Short Stories, Irish literature, Classics, Modern Fiction, Contemporary Literary Fiction, The Japanese Novel, Post Colonial Asian Fiction, The Legacy of the Austro-Hungarian Empire and quality Historical Novels are Among my Interests

Thursday, April 22, 2010

"Nana" by Emile Zola

Nana by Emile Zola (1880, translated by George Holden, 471 pages)

This is my post for the Classics Circuit Paris in the Spring-Zola Tour.   I thank the organizers of this event for their efforts and welcome all to my blog.   I have chosen to focus on the corrupting and pervasive influence of prostitution in French society and  the effect of this on the life of French women of the period.

Nana by Emile Zola (1840 to 1904) is an intimate look at the effects of the pervasive prostitution of women in French society in the late 19th century.   The story begins in Paris at the Theater des Varietes as a performance of Venus is about to begin.   The audience is largely affluent men.   The central and really the only attraction of the show is seeing our central character, Nana, portraying Venus.   She is naked while doing this.   Zola describes her body in a very detailed and erotic fashion the way one might describe merchandise for sale.   When a fashionable gentleman in attendance at the show complements the owner on the quality of his theater the owner tells him this is not a theater it is a brothel.

_What is asked_
[1] According to the blog post, who translated the edition of Nana it discusses?
[2] Find each line in the rows below that contains the string "rose", and copy those lines. Matching is case-sensitive.
The rows have no connection to the blog post above.

_Task input_
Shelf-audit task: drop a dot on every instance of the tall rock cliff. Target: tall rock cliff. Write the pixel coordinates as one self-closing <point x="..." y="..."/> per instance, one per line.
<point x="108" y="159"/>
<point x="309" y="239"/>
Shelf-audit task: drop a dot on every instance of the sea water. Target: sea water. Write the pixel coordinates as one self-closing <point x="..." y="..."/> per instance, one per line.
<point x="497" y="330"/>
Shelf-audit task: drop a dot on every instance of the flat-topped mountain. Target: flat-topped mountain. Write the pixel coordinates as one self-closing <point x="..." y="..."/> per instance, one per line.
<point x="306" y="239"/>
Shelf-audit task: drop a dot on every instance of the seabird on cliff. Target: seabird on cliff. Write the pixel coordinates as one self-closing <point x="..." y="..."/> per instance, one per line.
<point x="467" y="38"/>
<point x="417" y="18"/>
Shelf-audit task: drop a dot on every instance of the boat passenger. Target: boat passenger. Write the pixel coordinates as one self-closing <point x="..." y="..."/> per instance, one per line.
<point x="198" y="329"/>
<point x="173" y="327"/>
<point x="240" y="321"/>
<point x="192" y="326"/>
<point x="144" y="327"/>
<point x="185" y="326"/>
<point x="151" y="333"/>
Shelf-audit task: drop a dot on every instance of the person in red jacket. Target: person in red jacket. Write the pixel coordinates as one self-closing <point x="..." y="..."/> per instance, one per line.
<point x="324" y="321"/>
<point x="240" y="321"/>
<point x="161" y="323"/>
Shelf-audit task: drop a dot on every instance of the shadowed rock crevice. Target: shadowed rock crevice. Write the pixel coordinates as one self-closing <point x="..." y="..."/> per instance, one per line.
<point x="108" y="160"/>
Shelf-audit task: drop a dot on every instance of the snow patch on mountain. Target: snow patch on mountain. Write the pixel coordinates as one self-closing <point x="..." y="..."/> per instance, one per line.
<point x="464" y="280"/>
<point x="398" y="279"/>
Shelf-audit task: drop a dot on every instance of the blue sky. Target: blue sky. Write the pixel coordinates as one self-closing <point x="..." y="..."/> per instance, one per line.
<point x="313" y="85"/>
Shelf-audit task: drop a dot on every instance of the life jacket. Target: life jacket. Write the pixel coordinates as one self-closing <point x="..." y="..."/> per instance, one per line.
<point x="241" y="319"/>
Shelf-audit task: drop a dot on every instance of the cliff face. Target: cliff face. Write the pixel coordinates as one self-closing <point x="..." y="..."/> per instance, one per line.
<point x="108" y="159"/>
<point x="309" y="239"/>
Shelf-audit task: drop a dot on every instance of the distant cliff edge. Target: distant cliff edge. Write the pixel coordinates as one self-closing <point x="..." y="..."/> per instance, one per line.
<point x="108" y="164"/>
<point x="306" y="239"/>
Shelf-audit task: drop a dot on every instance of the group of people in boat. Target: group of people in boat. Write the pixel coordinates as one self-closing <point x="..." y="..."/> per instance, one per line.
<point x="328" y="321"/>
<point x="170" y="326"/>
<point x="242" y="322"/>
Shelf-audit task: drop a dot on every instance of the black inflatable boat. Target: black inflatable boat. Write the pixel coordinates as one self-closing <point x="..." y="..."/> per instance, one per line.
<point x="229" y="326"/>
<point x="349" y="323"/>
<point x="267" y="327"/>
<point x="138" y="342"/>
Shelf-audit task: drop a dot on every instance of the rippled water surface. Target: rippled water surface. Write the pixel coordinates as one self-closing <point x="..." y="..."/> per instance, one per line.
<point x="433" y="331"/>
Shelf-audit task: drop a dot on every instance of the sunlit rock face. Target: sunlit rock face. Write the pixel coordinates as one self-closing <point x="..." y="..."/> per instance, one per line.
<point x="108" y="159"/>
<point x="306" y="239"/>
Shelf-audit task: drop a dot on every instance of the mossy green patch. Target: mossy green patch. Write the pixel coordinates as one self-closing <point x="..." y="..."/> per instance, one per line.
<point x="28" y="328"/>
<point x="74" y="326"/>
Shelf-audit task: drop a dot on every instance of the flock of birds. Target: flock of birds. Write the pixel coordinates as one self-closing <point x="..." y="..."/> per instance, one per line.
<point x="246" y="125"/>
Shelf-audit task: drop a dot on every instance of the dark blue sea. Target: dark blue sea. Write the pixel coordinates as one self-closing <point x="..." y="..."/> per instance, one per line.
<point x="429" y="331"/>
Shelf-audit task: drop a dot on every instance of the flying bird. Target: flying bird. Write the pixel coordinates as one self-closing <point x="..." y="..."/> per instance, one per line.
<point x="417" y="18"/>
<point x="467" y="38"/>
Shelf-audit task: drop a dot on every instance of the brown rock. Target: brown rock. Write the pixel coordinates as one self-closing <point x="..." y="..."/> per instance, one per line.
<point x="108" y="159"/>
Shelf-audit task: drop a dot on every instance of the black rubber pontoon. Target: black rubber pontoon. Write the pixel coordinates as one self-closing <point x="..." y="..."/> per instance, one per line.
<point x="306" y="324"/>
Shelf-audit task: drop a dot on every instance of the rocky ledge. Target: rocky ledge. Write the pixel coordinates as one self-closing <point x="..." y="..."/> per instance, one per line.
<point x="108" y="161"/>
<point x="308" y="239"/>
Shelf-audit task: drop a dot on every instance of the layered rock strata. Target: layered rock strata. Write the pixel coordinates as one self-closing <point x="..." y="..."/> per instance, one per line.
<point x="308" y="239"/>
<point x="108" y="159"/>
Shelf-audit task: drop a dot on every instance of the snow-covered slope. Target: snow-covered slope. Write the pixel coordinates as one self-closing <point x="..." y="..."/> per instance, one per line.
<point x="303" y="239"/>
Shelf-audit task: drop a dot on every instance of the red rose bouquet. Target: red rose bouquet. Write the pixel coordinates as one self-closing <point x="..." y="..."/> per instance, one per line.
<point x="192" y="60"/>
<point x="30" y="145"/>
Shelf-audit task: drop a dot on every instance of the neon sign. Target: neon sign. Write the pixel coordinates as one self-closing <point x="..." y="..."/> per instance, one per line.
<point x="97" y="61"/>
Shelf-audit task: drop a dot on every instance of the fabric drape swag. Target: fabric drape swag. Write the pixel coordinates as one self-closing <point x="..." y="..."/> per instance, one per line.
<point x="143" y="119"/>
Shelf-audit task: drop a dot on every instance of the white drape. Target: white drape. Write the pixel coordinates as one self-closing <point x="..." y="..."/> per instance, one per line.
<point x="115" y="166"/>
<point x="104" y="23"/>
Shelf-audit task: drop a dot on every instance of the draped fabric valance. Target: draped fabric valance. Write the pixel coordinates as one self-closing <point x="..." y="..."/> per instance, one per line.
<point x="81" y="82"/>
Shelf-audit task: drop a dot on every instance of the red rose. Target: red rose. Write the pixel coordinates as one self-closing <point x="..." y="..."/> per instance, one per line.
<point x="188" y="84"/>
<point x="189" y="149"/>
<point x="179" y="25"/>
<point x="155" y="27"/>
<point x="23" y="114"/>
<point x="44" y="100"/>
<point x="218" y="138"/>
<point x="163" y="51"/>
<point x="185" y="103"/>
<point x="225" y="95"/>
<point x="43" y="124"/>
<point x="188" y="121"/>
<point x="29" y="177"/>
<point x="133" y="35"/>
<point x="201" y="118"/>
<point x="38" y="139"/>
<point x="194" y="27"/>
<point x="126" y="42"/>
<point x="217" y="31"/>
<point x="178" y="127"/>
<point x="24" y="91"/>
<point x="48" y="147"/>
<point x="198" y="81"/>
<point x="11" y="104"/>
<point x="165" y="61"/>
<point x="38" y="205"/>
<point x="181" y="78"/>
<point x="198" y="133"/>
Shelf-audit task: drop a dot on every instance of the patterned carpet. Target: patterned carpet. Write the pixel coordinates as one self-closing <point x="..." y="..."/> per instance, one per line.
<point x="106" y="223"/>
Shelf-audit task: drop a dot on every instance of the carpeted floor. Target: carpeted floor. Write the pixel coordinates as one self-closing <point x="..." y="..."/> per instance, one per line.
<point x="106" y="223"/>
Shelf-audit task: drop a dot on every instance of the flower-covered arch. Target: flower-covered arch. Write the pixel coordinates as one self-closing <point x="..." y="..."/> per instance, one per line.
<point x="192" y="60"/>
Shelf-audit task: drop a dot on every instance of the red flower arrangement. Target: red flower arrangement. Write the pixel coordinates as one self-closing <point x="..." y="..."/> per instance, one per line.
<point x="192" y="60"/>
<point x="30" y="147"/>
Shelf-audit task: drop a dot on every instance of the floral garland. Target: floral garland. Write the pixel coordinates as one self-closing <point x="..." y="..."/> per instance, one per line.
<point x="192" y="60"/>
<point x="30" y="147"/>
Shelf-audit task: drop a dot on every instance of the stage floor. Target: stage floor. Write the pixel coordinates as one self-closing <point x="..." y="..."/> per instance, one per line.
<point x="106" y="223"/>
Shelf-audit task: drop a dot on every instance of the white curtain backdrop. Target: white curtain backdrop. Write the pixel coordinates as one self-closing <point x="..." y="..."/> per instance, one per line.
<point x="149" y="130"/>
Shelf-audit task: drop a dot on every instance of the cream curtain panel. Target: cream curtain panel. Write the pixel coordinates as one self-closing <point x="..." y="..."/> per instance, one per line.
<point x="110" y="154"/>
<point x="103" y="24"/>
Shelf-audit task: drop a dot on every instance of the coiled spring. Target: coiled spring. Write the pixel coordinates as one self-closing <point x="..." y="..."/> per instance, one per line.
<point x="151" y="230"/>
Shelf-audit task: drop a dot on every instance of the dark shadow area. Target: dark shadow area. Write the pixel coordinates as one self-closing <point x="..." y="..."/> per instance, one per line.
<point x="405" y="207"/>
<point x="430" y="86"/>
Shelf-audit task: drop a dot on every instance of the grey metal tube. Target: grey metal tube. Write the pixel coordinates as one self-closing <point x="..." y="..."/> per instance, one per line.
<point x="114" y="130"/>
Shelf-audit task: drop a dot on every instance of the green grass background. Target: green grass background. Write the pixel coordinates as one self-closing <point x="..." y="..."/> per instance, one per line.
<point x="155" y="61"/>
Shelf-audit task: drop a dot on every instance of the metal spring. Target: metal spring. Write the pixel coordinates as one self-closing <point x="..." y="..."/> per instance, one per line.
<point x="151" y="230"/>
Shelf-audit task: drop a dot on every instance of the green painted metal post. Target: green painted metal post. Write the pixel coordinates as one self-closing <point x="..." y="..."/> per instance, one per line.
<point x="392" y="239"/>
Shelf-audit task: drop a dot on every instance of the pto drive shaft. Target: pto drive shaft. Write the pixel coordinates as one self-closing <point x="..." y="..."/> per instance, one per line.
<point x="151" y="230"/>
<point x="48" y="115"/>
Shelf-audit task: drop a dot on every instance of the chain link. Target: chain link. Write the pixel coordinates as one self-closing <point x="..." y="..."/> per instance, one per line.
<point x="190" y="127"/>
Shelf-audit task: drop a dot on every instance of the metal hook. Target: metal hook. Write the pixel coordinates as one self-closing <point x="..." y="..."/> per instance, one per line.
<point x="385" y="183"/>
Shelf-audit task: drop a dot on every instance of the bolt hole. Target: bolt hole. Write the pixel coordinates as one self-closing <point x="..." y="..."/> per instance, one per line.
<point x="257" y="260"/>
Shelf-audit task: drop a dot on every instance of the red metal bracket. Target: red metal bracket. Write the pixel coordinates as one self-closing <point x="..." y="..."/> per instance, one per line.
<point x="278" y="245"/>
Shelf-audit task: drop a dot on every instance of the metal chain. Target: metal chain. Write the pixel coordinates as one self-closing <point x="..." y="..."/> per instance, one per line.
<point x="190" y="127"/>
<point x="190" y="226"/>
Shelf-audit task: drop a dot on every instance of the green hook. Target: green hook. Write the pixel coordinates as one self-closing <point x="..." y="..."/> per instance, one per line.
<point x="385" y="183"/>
* * *
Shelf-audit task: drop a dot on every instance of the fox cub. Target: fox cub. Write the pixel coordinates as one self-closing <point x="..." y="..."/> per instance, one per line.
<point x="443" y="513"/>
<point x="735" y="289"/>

_Outputs by task_
[1] George Holden

[2]
Shelf-audit task: drop a dot on every instance of the red rose bouquet. Target: red rose bouquet. Write the pixel coordinates as one self-closing <point x="..." y="..."/> per instance, one per line.
Shelf-audit task: drop a dot on every instance of the red rose. Target: red rose. Write the pixel coordinates as one self-closing <point x="..." y="..."/> per instance, one per line.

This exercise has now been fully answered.